**Document**
Occupying the bulk of pages 41–42, Anderson here explains the origin of the phrase “there’s no such thing as a free lunch,” writing about the nineteenth- century phenomenon of saloons offering free lunches with the purchase of alcohol. The great majority of this text exists phrase for phrase on the Wikipedia entry “Free Lunch,” including a block quote and several quotes from contemporary newspaper accounts.
Much of the text in question—though not all of it—was originally written by Wikipedia contributor Dpbsmith (Dan Smith) between November 19 and November 26, 2006.
Transcription errors are present in most of the quotes and citations within this Wikipedia entry, a result of contributors making mistakes while entering information from nineteenth-century newspaper articles. Those errors have been reproduced verbatim in Free. That includes citing an 1875 New York Times article as having been published in 1872 and omitting words and phrases from quotations. (Disclosure: I contributed to this Wikipedia entry two years ago, but my tiny modification is not included within Free.)
On page 37 Anderson explains the Catholic Church’s historical stance on usury, with 65 consecutive words—the great majority of the description—that are identical to the Wikipedia entry titled “Usury.” The passage in question was originally written by Wikipedia contributor “Ewawer” on March 24, 2008.
“Benjamin T. Babbitt”
Little-known soap marketer Benjamin Babbitt is described on pages 42–43 in language that is nearly identical to that contained within the “Benjamin T. Babbitt” Wikipedia entry. This passage was written by Wikipedia contributor “Josette” (Josette Pieniazek) on September 9, 2008.
“Learning Curve”
Anderson explains the concept of a learning curve on page 82, using language substantially identical to that in the “Experience curve effects” Wikipedia entry. Much of this text was originally written by “MyDogAteGodsHat” (Paul Gallienne) on September 19, 2003, though it has undergone significant revision in the past six years at the hands of many different contributors.
“There Ain’t No Such Thing as a Free Lunch”
Here Anderson explains the economic concept that there is no such thing as a free lunch, using phrases that are virtually identical to those that appear on the “TANSTAAFL” Wikipedia entry.
This passage was written by a series of different Wikipedia contributors over the course of several years, including “Stormwriter” on November 6, 2002, an anonymous individual on September 19, 2004, “Smallbones” on May 28, 2006, and an anonymous individual on July 22, 2006.

**Data listing**

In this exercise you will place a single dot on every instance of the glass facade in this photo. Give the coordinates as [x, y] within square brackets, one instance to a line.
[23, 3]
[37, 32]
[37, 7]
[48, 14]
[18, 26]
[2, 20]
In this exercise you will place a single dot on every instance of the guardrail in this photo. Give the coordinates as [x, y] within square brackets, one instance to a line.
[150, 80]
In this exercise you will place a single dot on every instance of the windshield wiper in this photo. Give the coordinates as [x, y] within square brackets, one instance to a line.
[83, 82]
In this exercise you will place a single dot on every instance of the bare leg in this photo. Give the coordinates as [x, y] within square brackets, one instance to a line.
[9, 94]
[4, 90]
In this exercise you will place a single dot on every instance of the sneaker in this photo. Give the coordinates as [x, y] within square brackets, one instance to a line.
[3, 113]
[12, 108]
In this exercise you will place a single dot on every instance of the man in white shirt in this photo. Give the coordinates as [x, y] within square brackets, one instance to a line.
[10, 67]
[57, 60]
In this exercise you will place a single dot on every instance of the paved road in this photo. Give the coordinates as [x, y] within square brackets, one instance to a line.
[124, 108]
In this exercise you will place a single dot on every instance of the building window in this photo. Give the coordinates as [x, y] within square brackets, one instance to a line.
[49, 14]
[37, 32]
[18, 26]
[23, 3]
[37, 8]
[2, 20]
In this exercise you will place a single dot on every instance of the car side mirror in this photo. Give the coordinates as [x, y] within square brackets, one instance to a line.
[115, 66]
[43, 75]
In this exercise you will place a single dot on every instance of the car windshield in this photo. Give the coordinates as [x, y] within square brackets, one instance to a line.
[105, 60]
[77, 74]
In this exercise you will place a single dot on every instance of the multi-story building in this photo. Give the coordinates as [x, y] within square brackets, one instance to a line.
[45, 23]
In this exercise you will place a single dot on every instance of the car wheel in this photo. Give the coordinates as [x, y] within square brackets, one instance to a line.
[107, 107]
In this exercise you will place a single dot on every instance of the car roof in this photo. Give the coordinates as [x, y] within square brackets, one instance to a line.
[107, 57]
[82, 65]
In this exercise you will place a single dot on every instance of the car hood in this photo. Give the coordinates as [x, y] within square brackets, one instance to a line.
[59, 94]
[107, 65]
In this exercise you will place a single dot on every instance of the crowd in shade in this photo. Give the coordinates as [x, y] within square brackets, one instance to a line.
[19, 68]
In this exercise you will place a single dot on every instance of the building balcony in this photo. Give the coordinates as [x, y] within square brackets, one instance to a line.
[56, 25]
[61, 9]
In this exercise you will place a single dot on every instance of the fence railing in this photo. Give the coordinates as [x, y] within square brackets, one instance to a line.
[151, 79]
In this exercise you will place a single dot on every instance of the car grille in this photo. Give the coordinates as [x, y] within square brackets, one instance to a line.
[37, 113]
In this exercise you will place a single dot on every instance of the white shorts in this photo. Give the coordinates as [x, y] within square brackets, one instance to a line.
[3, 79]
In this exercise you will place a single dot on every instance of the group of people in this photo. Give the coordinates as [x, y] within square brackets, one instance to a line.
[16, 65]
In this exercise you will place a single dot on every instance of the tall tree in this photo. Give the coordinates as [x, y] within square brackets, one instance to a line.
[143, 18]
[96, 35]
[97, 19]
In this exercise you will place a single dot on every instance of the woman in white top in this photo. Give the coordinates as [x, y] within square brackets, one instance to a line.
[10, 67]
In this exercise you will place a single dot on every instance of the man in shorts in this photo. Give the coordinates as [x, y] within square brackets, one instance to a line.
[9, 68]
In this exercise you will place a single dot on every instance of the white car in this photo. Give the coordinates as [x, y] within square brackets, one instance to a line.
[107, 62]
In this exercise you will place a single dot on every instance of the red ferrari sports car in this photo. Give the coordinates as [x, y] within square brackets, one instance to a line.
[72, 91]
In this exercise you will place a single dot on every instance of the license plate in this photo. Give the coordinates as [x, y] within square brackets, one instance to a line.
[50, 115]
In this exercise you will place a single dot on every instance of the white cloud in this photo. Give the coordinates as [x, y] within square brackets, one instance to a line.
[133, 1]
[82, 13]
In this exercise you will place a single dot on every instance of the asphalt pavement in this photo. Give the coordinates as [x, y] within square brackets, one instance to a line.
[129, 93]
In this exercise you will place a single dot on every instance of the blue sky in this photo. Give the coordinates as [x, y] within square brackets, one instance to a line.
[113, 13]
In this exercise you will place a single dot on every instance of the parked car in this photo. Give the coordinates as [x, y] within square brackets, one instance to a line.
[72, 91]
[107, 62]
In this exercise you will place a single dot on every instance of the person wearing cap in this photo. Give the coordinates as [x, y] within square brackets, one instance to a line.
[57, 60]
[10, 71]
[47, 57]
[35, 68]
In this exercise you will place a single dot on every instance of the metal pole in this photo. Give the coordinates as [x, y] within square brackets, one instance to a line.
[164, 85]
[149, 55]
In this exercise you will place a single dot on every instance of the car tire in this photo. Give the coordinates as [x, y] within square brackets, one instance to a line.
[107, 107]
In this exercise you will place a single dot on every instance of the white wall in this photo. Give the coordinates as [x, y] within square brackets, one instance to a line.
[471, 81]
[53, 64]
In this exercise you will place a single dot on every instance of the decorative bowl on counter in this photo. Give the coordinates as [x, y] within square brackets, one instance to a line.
==
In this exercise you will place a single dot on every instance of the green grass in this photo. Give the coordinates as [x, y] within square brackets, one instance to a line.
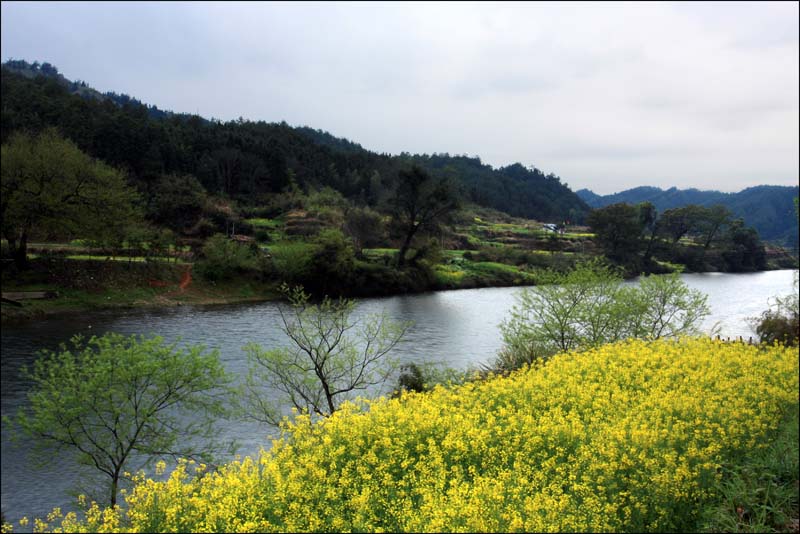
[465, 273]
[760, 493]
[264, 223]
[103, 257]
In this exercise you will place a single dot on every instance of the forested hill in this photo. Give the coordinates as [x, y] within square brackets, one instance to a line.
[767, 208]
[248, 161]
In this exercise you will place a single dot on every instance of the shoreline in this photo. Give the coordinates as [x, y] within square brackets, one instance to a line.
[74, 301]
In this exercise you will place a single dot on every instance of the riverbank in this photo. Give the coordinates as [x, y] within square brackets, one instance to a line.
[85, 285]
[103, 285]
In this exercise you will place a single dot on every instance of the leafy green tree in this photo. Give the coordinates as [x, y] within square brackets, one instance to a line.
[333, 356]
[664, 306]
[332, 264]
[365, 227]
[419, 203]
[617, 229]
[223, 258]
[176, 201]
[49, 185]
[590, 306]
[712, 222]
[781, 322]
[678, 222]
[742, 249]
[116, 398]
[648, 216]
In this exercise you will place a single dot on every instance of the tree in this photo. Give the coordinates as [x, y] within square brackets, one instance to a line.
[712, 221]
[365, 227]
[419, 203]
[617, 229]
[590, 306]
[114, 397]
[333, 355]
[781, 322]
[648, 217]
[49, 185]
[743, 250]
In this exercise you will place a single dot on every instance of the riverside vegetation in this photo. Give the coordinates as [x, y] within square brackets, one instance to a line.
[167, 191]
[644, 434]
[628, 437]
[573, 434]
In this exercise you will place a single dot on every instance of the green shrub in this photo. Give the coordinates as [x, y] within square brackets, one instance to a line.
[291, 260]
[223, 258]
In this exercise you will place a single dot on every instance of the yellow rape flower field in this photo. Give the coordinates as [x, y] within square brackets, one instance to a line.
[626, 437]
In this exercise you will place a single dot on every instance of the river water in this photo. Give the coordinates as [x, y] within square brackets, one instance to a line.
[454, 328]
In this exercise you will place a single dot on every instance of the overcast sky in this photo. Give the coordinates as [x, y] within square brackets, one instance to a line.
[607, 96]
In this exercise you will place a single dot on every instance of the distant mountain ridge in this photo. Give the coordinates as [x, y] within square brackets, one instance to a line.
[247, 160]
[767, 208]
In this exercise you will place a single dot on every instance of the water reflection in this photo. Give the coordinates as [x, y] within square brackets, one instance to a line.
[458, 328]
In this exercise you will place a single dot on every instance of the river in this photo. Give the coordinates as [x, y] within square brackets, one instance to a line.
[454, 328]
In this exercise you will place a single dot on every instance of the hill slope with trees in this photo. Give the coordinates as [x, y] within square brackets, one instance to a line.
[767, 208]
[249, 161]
...
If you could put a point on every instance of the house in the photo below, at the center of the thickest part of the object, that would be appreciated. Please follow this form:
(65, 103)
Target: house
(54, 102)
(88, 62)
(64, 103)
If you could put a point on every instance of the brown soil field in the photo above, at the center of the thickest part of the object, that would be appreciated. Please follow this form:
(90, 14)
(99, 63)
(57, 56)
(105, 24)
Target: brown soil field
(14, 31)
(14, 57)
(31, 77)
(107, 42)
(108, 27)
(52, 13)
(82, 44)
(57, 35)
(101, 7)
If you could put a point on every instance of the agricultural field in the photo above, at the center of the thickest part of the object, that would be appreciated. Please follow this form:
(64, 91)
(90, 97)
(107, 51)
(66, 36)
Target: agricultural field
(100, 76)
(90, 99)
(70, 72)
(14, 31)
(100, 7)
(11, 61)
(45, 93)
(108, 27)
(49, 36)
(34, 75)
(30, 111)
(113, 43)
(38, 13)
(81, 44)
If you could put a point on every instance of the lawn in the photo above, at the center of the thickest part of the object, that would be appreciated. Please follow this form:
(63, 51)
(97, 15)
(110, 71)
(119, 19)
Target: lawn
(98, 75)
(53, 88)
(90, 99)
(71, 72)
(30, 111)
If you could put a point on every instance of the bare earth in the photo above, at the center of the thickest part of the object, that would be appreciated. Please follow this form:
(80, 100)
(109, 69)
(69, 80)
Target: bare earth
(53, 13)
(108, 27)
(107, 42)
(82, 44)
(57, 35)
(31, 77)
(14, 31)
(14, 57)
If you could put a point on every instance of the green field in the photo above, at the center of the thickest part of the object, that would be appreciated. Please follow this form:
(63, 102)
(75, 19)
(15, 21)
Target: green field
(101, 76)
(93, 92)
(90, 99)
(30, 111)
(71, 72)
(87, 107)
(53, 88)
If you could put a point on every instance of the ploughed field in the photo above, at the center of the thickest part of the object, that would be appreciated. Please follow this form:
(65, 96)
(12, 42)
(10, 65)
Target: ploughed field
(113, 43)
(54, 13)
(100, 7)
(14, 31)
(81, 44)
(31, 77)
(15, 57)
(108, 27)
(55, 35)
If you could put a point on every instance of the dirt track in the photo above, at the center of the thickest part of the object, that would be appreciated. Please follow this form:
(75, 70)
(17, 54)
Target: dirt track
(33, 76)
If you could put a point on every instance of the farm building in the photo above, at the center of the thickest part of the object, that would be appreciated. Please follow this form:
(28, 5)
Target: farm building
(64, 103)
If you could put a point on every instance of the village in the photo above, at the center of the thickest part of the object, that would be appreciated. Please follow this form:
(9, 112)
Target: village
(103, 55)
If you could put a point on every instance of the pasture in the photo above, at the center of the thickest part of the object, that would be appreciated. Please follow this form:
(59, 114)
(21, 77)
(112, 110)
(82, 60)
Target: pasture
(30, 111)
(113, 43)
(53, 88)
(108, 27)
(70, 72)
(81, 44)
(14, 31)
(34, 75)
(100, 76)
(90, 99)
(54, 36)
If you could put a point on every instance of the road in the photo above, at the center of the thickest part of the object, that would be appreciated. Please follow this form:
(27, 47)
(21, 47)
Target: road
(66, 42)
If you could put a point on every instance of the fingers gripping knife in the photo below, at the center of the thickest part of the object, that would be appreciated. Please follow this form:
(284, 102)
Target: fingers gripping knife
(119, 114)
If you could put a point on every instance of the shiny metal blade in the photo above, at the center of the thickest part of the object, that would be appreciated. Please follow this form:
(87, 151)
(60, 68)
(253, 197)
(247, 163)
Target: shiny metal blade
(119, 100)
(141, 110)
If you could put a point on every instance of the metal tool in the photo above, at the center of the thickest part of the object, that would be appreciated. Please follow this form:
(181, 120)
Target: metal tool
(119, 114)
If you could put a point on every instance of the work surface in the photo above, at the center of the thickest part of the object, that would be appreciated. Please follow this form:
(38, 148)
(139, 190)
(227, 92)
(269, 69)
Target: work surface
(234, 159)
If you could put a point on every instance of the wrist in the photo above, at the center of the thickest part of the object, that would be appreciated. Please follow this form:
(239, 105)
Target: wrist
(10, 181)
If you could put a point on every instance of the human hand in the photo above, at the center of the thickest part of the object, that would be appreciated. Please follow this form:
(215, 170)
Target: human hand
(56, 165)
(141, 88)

**Problem to work on**
Name every Wikipedia entry that the account of Wikipedia passages in Free identifies by title. The listing is separate material, unrelated to the account of Wikipedia passages in Free.

**Answer below**
"Free Lunch", "Usury", "Benjamin T. Babbitt", "Experience curve effects", "TANSTAAFL"